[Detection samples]
╔══

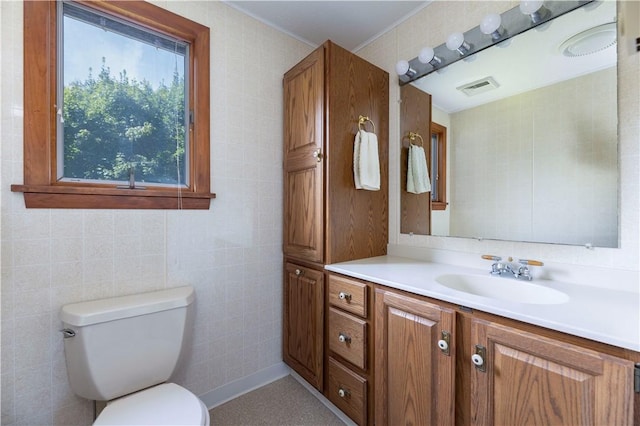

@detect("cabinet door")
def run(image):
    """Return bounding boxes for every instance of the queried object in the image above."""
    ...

[283,48,324,262]
[469,319,633,426]
[283,263,324,391]
[375,289,455,426]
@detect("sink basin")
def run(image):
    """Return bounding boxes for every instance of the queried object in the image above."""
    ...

[436,274,569,305]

╚══

**Task directions:**
Rewrite the lines above, changing "queried object" to "requested object" and keeping everything else the same. Leave out the pictures.

**Solved exercise:**
@detect("cabinet door")
def run(image):
    """Return bounding boxes for every instance of the requested object in the image above."""
    ...

[283,48,324,262]
[469,319,633,426]
[283,263,324,391]
[375,289,455,426]
@detect("sink basin")
def run(image):
    """Return bounding boxes for every instance of the requested object in the image above."""
    ...

[436,274,569,305]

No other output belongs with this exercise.